» **About this task**
The number of lines holding "each" in the listing below is all you should give.

» **Data to use**
<<<<

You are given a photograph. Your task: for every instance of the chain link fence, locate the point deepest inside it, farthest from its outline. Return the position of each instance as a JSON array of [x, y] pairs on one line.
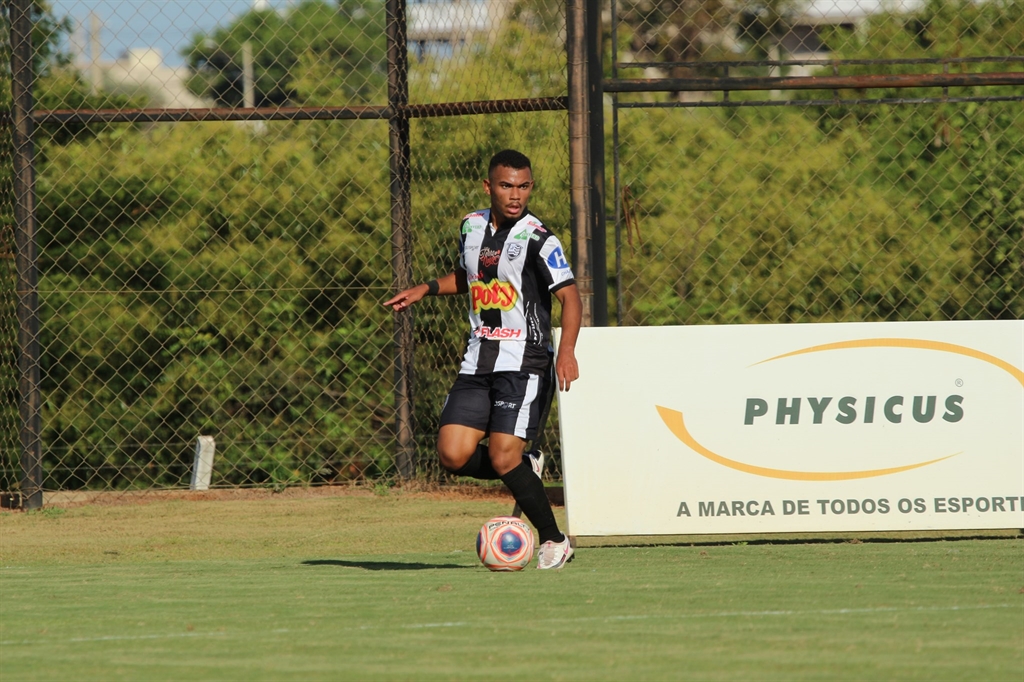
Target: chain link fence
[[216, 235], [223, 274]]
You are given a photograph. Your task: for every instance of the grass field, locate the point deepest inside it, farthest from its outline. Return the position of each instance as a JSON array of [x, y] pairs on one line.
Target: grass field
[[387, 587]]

>>>>

» **Problem solution**
2